**WORK REQUIRED:** Quote the data below verbatim, the stretch from the first line through the line containing "x=924, y=820".
--------------------------------
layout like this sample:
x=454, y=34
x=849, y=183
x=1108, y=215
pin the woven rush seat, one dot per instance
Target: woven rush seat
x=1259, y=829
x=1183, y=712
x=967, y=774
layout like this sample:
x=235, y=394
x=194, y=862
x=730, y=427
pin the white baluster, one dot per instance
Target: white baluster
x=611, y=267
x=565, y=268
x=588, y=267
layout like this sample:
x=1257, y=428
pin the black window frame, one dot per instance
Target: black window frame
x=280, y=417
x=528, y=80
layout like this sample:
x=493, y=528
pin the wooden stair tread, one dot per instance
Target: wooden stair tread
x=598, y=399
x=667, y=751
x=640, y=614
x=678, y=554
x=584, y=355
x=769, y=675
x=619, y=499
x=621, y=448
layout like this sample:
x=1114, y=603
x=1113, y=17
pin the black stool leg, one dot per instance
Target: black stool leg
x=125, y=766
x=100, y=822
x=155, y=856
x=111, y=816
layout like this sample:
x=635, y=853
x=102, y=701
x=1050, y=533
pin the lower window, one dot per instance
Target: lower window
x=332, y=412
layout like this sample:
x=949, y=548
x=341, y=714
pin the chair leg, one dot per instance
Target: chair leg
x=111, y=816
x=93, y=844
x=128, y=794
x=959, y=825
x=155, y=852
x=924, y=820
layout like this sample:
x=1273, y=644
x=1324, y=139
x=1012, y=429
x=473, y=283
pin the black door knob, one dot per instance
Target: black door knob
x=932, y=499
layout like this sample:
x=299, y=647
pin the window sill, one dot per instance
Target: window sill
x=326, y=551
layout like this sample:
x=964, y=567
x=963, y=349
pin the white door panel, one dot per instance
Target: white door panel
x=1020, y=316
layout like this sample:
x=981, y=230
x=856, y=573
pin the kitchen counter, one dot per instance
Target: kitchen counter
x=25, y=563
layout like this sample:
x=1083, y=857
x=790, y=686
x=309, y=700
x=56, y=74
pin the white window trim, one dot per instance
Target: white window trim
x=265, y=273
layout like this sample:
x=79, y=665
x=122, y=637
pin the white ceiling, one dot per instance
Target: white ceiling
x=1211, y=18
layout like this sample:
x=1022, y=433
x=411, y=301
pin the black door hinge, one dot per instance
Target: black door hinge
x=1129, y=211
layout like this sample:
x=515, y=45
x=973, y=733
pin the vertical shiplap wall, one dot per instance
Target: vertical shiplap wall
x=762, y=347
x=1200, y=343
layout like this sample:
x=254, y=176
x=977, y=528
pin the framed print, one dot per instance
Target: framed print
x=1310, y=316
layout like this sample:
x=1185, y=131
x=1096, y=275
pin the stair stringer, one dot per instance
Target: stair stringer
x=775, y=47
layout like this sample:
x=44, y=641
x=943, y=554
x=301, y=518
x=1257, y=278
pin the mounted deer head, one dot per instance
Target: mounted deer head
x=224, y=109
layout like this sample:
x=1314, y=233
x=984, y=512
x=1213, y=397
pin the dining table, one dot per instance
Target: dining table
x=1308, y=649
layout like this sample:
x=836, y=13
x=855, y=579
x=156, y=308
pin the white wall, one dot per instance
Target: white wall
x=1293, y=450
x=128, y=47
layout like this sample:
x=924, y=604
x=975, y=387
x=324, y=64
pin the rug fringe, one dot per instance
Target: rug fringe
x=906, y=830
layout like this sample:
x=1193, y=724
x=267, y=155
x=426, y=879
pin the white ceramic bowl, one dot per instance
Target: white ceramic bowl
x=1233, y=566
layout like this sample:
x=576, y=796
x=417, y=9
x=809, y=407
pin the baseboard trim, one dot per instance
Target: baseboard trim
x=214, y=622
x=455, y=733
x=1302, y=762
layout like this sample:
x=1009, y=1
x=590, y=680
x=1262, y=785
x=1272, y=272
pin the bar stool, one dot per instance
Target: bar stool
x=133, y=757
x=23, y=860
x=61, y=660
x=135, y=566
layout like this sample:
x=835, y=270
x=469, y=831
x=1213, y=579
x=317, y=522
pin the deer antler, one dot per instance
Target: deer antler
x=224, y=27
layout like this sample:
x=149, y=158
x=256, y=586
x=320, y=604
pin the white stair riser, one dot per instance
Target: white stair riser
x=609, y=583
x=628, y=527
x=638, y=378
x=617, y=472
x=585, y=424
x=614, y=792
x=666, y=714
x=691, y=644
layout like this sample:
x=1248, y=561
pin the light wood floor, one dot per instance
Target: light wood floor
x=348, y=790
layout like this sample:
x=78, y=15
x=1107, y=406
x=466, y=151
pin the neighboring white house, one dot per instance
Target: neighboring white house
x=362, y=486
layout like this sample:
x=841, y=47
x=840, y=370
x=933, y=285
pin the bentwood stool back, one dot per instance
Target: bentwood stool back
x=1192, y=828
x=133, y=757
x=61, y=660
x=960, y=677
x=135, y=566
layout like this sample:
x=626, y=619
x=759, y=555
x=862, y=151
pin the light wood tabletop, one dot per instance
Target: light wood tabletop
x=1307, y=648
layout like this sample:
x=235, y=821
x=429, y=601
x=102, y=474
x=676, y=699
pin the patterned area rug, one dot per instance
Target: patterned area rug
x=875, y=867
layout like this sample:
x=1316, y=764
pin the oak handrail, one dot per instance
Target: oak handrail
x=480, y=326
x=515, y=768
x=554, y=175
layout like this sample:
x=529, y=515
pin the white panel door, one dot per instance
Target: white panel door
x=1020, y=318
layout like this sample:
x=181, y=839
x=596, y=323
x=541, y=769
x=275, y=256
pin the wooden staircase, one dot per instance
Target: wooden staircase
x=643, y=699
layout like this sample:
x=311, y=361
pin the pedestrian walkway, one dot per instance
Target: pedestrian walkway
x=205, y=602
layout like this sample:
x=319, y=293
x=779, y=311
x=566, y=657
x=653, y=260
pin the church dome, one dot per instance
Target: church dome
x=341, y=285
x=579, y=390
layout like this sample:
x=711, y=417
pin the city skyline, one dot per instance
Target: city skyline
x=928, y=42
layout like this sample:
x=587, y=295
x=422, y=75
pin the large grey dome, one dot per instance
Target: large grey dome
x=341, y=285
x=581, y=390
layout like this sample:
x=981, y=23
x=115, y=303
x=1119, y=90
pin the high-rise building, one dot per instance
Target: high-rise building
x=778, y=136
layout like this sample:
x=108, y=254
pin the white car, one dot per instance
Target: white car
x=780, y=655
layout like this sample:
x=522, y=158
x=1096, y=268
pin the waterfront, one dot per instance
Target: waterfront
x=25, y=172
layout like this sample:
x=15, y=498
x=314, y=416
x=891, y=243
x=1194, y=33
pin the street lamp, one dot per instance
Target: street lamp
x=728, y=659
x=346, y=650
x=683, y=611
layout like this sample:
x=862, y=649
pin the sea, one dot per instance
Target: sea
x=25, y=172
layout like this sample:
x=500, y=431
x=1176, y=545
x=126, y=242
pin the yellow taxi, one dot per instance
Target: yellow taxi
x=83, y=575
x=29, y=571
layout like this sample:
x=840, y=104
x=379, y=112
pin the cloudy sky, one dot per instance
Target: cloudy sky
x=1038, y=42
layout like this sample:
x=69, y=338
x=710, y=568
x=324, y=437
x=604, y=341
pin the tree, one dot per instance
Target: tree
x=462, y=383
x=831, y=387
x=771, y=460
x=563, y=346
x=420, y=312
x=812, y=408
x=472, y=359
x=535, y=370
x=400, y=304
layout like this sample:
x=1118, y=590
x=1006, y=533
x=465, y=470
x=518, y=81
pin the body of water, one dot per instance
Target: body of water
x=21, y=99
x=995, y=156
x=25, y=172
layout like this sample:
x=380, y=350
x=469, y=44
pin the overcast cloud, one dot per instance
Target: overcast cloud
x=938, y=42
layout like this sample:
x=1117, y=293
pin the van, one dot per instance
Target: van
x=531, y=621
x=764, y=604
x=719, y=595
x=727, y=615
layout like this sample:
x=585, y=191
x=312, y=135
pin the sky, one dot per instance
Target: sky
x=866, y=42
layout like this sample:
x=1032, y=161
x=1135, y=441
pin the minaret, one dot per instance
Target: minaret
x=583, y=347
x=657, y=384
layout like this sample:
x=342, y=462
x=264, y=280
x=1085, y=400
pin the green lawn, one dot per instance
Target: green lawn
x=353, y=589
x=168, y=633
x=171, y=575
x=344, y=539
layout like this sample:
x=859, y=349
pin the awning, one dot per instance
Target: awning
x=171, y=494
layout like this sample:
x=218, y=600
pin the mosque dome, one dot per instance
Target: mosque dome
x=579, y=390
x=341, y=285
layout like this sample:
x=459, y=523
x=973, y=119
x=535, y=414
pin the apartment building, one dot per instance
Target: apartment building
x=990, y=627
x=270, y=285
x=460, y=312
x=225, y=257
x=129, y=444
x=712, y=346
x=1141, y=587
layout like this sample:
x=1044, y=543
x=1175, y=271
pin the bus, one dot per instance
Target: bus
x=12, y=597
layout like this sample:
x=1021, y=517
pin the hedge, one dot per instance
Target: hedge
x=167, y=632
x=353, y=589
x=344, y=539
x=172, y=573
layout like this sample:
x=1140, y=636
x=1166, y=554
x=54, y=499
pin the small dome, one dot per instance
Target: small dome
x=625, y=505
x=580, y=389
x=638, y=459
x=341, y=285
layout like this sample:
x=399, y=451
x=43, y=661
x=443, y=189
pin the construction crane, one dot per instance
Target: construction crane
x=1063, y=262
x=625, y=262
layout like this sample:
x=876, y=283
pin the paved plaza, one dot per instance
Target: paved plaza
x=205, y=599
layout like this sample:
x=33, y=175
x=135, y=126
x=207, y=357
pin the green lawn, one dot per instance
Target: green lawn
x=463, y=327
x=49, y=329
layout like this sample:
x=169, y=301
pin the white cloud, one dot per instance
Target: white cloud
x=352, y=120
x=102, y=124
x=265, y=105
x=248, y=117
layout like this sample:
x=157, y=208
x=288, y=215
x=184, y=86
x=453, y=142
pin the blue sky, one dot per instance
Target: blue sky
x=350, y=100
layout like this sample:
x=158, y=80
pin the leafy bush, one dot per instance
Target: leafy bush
--------------------------------
**ANSWER TO THE EXERCISE:**
layout like this sample:
x=454, y=34
x=849, y=183
x=1108, y=215
pin the woven rush seat, one dot per instance
Target: woven rush seat
x=1259, y=829
x=1183, y=712
x=967, y=774
layout like this sample:
x=235, y=394
x=194, y=862
x=730, y=427
pin the white baluster, one dot per instance
Target: white baluster
x=611, y=267
x=565, y=268
x=588, y=267
layout like this sample:
x=1257, y=428
pin the black window frame, one dot per instance
Target: black window frame
x=280, y=417
x=528, y=80
layout like this sample:
x=493, y=528
pin the wooden stair tread, one dot per instance
Target: wooden stair tread
x=598, y=399
x=667, y=751
x=640, y=614
x=678, y=554
x=584, y=355
x=769, y=675
x=619, y=499
x=621, y=448
layout like this sample:
x=1114, y=603
x=1113, y=17
pin the black stool leg, one dot per instance
Target: black stool leg
x=125, y=766
x=100, y=822
x=155, y=856
x=111, y=816
layout like this sample:
x=635, y=853
x=102, y=701
x=1050, y=533
pin the lower window, one dot per instance
Target: lower window
x=332, y=412
layout like this sample:
x=949, y=548
x=341, y=714
pin the chair leg, one dot per instance
Target: chair leg
x=111, y=816
x=93, y=844
x=128, y=794
x=959, y=825
x=155, y=852
x=924, y=820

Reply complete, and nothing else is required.